**Short task 1:**
Answer these about the Dover Samuels biography:
(a) How many votes did Maryan Street and Samuels each receive in the 1994 contest for the Labour Party presidency?
(b) What medal was Samuels awarded for services to New Zealand?
(c) Which electorate did Samuels represent from the 1999 election onward?
**Short task 2:**
Decide whether each statement agrees with the Dover Samuels biography:
(a) Samuels won the 1994 challenge for the Labour Party presidency.
(b) Samuels first entered Parliament as a list MP.
(c) Samuels gave up the Māori Affairs portfolio in June 2000.
**Short task 3:** Carry the Dover Samuels biography forward from its final sentence.

**Extract provided:**

Dover Spencer Peneha Samuels (born 9 July 1939) is a former Labour Member of Parliament in New Zealand from 1996 to 2008 inclusive.

Biography

Political career

Samuels joined the Labour Party and became its Māori Senior Vice President. In 1994 he challenged Maryan Street for the Labour Party presidency, but lost by a wide margin, 303 votes to Street and 75 for Samuels.

He was awarded the New Zealand 1990 Commemoration Medal for services to New Zealand.

He first entered Parliament as a list MP in the 1996 election, and was the MP for Te Tai Tokerau since the 1999 election. When the Labour Party formed a government following its victory in 1999, Samuels became the Minister of Māori Affairs, but resigned this role in June 2000 pending an investigation into alleged sex crimes committed before he entered politics. The police later cleared Samuels of all charges, and Samuels alleged that the accusations had political motivations. He was reinstated as a Minister of State in 2002, but in 2005 was involved in further controversy following a late-night incident in which he publicly urinated in a hallway within Auckland's Heritage hotel.

**Extracted data:**
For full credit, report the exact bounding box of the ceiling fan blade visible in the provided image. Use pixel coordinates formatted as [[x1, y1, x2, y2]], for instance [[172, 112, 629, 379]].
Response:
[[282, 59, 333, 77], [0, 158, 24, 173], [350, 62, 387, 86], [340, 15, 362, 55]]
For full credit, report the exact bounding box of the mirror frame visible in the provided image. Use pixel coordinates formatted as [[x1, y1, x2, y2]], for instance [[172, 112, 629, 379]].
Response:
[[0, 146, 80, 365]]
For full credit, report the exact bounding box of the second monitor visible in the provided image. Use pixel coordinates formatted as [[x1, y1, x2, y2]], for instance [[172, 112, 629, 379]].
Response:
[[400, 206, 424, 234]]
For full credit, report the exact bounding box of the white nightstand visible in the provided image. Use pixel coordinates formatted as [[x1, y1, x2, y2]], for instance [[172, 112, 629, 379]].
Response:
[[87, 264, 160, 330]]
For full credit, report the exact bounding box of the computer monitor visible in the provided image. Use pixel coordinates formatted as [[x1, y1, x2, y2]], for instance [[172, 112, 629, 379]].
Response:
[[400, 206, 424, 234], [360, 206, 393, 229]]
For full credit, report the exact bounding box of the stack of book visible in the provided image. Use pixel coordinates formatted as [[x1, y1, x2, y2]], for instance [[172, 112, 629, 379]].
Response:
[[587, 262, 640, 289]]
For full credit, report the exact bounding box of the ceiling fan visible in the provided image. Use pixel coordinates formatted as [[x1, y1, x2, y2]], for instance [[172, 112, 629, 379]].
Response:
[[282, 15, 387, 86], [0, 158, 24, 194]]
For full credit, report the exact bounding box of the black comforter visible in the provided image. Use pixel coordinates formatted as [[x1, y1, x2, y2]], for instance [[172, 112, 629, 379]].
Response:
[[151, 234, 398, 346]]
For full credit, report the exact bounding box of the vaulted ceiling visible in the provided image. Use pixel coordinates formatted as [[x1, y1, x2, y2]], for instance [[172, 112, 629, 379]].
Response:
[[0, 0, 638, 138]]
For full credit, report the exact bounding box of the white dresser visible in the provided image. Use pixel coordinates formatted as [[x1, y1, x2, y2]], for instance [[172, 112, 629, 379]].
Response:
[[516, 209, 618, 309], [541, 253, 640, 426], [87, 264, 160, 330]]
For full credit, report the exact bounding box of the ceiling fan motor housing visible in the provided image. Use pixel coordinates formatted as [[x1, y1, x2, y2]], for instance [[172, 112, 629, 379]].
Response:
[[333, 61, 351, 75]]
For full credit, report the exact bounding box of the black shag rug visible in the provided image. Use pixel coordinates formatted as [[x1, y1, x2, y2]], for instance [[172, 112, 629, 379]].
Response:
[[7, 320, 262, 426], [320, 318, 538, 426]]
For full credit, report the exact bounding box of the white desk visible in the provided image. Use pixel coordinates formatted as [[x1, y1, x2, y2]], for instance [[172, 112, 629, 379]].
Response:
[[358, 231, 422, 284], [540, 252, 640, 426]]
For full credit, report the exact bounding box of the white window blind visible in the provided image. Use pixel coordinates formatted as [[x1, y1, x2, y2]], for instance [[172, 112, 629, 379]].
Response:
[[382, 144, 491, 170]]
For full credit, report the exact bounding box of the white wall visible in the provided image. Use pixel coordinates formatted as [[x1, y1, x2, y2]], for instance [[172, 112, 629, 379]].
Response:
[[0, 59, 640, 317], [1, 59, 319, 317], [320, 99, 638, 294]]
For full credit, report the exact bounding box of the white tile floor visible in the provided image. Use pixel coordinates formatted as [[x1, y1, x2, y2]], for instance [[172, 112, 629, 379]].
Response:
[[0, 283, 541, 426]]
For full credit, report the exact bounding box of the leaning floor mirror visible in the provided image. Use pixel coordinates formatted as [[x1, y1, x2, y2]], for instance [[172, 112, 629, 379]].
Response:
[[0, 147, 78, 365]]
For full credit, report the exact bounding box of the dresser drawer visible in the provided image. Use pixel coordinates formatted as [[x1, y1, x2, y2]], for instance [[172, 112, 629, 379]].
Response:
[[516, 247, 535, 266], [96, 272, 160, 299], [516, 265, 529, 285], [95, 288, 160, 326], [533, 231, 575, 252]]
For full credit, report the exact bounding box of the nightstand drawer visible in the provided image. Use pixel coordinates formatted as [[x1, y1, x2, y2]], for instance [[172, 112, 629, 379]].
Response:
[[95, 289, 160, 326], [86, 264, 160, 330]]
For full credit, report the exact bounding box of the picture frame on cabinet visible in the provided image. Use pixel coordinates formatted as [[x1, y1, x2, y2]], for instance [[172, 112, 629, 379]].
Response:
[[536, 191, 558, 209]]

---

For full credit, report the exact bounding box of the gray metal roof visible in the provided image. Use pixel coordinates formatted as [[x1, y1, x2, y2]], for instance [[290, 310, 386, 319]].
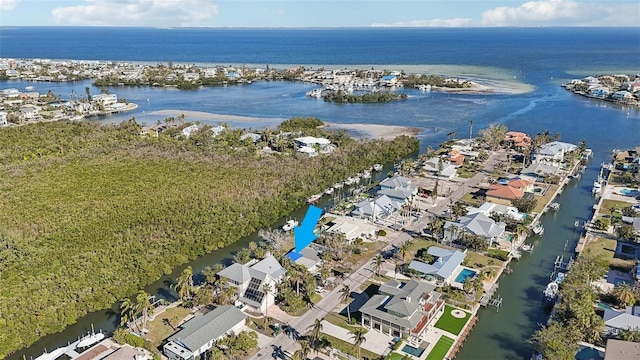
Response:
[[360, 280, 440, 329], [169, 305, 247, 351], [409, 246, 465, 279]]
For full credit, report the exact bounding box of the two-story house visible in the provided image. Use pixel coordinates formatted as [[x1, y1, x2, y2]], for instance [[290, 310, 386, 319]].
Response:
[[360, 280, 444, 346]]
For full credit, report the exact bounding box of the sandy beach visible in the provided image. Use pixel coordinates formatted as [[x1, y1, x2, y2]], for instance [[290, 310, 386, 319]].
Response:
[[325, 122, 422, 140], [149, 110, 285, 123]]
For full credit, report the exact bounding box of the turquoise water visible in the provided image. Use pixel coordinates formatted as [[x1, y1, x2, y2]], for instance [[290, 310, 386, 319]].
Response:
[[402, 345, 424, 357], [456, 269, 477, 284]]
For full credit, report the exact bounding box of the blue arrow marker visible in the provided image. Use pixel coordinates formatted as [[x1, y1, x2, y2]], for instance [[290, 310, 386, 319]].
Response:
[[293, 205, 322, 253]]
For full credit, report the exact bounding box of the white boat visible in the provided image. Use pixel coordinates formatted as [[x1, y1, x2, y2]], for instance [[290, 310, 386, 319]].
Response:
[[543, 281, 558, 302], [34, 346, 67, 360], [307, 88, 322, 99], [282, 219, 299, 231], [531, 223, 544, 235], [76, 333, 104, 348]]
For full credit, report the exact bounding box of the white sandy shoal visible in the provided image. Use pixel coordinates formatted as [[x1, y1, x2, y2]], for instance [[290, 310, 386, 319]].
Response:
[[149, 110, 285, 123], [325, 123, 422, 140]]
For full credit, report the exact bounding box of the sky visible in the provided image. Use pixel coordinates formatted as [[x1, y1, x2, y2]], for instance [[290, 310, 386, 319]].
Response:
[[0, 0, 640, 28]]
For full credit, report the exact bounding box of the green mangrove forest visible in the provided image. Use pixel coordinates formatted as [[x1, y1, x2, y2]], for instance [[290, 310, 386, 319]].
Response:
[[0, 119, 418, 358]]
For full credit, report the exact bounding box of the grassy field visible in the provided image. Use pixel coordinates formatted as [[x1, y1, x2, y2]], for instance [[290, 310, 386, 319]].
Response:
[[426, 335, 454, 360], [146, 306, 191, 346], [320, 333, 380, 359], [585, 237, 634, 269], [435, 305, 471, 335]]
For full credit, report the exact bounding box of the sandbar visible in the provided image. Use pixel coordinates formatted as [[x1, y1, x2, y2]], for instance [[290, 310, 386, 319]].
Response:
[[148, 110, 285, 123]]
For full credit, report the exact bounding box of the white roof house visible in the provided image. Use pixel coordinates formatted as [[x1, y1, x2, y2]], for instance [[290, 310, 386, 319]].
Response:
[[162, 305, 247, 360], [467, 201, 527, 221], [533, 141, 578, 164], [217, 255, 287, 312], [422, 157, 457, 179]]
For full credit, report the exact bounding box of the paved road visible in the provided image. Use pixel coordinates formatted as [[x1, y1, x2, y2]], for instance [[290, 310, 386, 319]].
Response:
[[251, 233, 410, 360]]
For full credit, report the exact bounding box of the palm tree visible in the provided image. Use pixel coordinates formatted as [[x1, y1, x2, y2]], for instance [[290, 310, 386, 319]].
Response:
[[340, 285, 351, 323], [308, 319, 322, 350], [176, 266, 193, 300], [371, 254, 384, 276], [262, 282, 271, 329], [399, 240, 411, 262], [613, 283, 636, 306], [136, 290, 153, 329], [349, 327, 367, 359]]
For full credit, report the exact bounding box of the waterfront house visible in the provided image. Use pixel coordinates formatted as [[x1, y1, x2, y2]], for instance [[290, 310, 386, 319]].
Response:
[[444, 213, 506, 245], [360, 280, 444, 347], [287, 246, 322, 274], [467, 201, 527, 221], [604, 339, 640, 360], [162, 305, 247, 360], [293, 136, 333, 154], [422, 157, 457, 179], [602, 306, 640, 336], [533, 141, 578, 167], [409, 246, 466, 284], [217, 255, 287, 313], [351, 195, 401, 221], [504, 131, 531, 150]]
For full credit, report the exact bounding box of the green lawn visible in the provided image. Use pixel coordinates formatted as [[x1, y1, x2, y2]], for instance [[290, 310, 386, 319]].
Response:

**Exercise output 1:**
(a) Street received 303 votes and Samuels received 75.
(b) The New Zealand 1990 Commemoration Medal.
(c) Te Tai Tokerau.

**Exercise output 2:**
(a) No: "lost by a wide margin, 303 votes to Street and 75 for Samuels."
(b) Yes: "He first entered Parliament as a list MP in the 1996 election"
(c) Yes: "Samuels became the Minister of Māori Affairs, but resigned this role in June 2000"

**Exercise output 3:**
Samuels lost his Māori electorate of Te Tai Tokerau in 2005 to the Māori Party candidate Hone Harawira. However, he was returned to parliament due to his high position on the Labour Party list. He was made the Associate Minister for Economic Development, Housing, Tourism and Industry and Regional Development.

On 31 October 2007, during the Cabinet reshuffle, Samuels lost his position as a Minister outside Cabinet and was replaced by Darren Hughes. He returned to the backbench.

Samuels did not contest the 2008 election.

Personal life
He is an active member of the Rātana Church of New Zealand.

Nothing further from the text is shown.